SUPPLIED DATA:

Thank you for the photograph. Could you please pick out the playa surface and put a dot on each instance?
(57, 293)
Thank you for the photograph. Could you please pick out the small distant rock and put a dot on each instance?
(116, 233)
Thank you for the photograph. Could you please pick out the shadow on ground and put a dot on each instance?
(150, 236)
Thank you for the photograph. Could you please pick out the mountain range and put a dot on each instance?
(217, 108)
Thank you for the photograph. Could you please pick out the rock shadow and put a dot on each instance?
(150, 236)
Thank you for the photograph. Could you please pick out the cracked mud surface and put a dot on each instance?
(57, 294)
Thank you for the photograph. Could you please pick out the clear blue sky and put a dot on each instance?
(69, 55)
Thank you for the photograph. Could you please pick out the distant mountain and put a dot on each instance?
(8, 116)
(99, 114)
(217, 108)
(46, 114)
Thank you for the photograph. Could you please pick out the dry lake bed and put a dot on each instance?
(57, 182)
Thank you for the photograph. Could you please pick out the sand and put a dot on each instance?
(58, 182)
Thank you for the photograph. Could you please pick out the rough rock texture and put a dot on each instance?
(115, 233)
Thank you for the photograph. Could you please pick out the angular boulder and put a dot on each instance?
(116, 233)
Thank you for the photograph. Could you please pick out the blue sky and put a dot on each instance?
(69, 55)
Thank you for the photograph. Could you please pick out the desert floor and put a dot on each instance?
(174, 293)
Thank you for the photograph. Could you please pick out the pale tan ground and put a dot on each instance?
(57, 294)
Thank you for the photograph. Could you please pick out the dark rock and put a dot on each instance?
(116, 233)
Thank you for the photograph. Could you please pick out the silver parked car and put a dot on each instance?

==

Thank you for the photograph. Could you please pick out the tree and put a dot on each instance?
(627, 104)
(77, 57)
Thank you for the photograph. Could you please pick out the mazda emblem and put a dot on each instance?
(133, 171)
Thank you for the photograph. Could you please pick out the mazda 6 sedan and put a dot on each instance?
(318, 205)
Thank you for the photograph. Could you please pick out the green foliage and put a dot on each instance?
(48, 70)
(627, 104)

REQUIRED WORK:
Rewrite the rows from the line containing "bed and put a dot on each instance?" through the line containing "car and put a dot on each instance?", inclusive, swapping "pick out" for "locate" and changing nothing else.

REPLY:
Thank you for the photograph. Could you please locate the dry lake bed and put a dot on each instance?
(57, 182)
Thank you for the photograph. Could you please locate the sand and put a dot on each instance?
(58, 182)
Thank you for the photograph. Could you please locate the rough rock texture and put a dot on each instance?
(115, 233)
Thank you for the photograph. Could you please locate the angular boulder and put a dot on each instance?
(116, 233)
Thank you for the photograph. Could you please locate the blue sky and put a dot on each instance?
(69, 55)
Thank you for the photograph. Could you please locate the desert floor and put a dot on each instance?
(174, 293)
Thank you for the photograph. Could you please locate the pale tan ground and put a dot on each instance?
(57, 294)
Thank you for the photograph. Could you please locate the dark rock and put a dot on each instance?
(116, 233)
Thank you for the photograph. Could you please locate the silver parked car and put a dot on each instance?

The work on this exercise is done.